- GIVEN EXERCISE -
Render every line of the records as a two-column Markdown table headed "Row" and "Line," numbering each row and omitting blank lines.

Collection entries
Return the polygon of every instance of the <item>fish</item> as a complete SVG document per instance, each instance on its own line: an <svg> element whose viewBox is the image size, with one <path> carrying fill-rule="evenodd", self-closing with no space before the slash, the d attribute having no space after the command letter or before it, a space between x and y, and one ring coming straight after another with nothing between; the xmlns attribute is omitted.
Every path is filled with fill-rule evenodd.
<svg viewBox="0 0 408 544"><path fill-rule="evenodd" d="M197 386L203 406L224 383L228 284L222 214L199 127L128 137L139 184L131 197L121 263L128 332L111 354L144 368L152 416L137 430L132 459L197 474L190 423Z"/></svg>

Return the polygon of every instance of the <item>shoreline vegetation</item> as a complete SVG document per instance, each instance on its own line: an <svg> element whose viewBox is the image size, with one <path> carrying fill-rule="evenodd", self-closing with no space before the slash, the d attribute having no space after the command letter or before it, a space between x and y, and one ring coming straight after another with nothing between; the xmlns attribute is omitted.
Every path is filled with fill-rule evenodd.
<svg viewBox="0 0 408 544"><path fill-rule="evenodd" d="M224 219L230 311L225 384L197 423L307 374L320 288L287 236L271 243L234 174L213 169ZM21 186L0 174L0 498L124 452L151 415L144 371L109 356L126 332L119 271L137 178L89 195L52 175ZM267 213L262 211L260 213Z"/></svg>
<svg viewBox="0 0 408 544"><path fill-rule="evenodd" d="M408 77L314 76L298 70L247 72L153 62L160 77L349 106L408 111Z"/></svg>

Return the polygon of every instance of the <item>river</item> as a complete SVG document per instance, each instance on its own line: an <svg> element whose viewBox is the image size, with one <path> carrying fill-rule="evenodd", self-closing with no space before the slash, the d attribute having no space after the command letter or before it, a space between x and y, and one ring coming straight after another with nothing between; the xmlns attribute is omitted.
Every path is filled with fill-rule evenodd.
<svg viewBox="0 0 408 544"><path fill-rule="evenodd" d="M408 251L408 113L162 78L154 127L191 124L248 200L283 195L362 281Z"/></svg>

- TASK RESPONSE -
| Row | Line |
|---|---|
| 1 | Return the polygon of every instance of the <item>fish</item> as a complete SVG document per instance, each instance on its own line: an <svg> element whose viewBox is the image size, with one <path> carrying fill-rule="evenodd", self-closing with no space before the slash, the d attribute having no space after the command letter or before it, a space between x and y, and one ring coming straight after another with nothing between; the xmlns attribute is omitted. |
| 2 | Every path is filled with fill-rule evenodd. |
| 3 | <svg viewBox="0 0 408 544"><path fill-rule="evenodd" d="M197 386L203 406L224 383L228 284L222 214L199 127L128 137L139 184L131 197L121 263L128 332L111 354L144 368L152 416L137 430L132 459L197 474L190 423Z"/></svg> |
| 4 | Return the polygon of every instance of the <item>shoreline vegetation</item> as a complete SVG document per instance, each instance on its own line: an <svg> element whose viewBox is the image size, with one <path> carrying fill-rule="evenodd", self-closing with no space before the slash, the d attribute having no space after the command letter or before it, a space between x and y, and one ring coming straight after another with nothing between; the xmlns attribute is omitted. |
| 5 | Every path is filled with fill-rule evenodd. |
| 6 | <svg viewBox="0 0 408 544"><path fill-rule="evenodd" d="M224 219L230 311L225 384L197 423L307 374L320 288L287 236L271 243L234 174L213 169ZM21 186L0 174L0 498L124 452L151 415L144 371L109 356L126 332L119 271L137 178L89 195L52 175ZM267 213L262 211L260 213Z"/></svg> |
| 7 | <svg viewBox="0 0 408 544"><path fill-rule="evenodd" d="M408 77L314 76L298 70L247 72L153 62L160 77L349 106L408 111Z"/></svg> |
| 8 | Return the polygon of every instance of the <item>river</item> as a complete SVG document per instance, each instance on its own line: an <svg> element whose viewBox is the image size, with one <path> carrying fill-rule="evenodd", self-closing with no space before the slash, the d attribute having no space after the command letter or before it, a space between x and y, and one ring coming straight after another with nothing between; the xmlns attribute is omitted. |
| 9 | Every path is filled with fill-rule evenodd. |
| 10 | <svg viewBox="0 0 408 544"><path fill-rule="evenodd" d="M408 251L408 113L162 78L154 127L191 124L248 200L283 195L362 281Z"/></svg> |